━━━ TEXT TO READ ━━━

The Investors are to provide an investment of a total of USD $1,500,000 (the “Investment”) in the Corporation to enable the Corporation to restructure, carry out a name change and forward stock split (the “Corporate Actions”), and to pursue opportunities within the biotechnology sector, including, but not limited to identifying a merger or acquisition candidate and completing a merger within 6 months.

Agreement

1.           Form of investment. The investment shall total One Million Five Hundred Thousand US dollars (USD $1,500,000) and is to be split into the following payments (the “Investment Tranches”).
 
a.
One Hundred and Fifty Thousand US dollars (USD $150,000) has already been received by the Directors of the Corporation by way of a cash advance.
 
b.
A further payment of Three Hundred and Fifty Thousand US dollars (USD $350,000) is due on completion of the Corporate Actions.
 
c.
Two further cash payments each of Five Hundred Thousand US dollars (USD $500,000), are to be paid as detailed in item 2.

2.           Subscription Agreements. Each Investment Tranche will take the form of a separate subscription agreement, as shown in exhibit A.

━━━ ENTRIES SUPPLIED ━━━

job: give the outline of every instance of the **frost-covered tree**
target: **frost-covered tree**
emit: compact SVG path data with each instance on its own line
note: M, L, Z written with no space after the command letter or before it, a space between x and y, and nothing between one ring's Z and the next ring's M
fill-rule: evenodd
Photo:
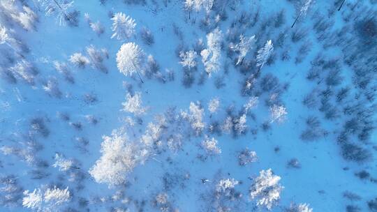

━━━

EXERCISE REQUIREMENTS:
a) According to the investment agreement, how much had the Directors of the Corporation already received by way of a cash advance?
b) In the investment agreement, swap "cash advance" for "wire transfer" and give the part that opens with "1.           Form of investment." and closes with "the Corporate Actions.".
c) Continue the investment agreement after its last sentence.

EXPECTED OUTPUTS:
a) USD $150,000

b)
1.           Form of investment. The investment shall total One Million Five Hundred Thousand US dollars (USD $1,500,000) and is to be split into the following payments (the “Investment Tranches”).
 
a.
One Hundred and Fifty Thousand US dollars (USD $150,000) has already been received by the Directors of the Corporation by way of a wire transfer.
 
b.
A further payment of Three Hundred and Fifty Thousand US dollars (USD $350,000) is due on completion of the Corporate Actions.

c)
3.           Timing. A payment of Three Hundred and Fifty Thousand US Dollars (USD $350,000) (the “First Tranche”) is due within 14 days of completion of the Corporate Actions, as measured by the filing of the Corporation’s SEC Form 8-K detailing the Corporate Actions. A second payment of Five Hundred Thousand US Dollars ($500,000) (the “Second Tranche”) shall become due exactly 6 calendar months after completion of the Corporate Actions. A third payment of Five Hundred Thousand US Dollars (USD $500,000) (the “Third Tranche”) shall become due exactly 12 calendar months after completion of the Corporate Actions. Each of these payments are to be made within 14 days of their respective dates and late payment will be subject to item 6 of this agreement. The Investors can bring forward the timings of the Investment Tranches with the agreement of the Directors of the Corporation.

4.           Issuance of New Stock. The First Tranche, Second Tranche and Third Tranche shall be convertible into shares by the issuance of new common stock, the price of which will be highest of (A) Two US Dollars per share (USD $2.00), or (B) the market price quoted at close of trading on the date of payment of each Investment Tranche as detailed in item 3.


 
EXHIBIT 10.10, 1

 


5.           Further Funding. After the completion of the Investment Tranches the Investors, with agreement from the Company, will have the option to invest a further One Million US Dollars ($1,000,000) at the same terms as detailed in item 4. This payment will be covered by an additional subscription agreement.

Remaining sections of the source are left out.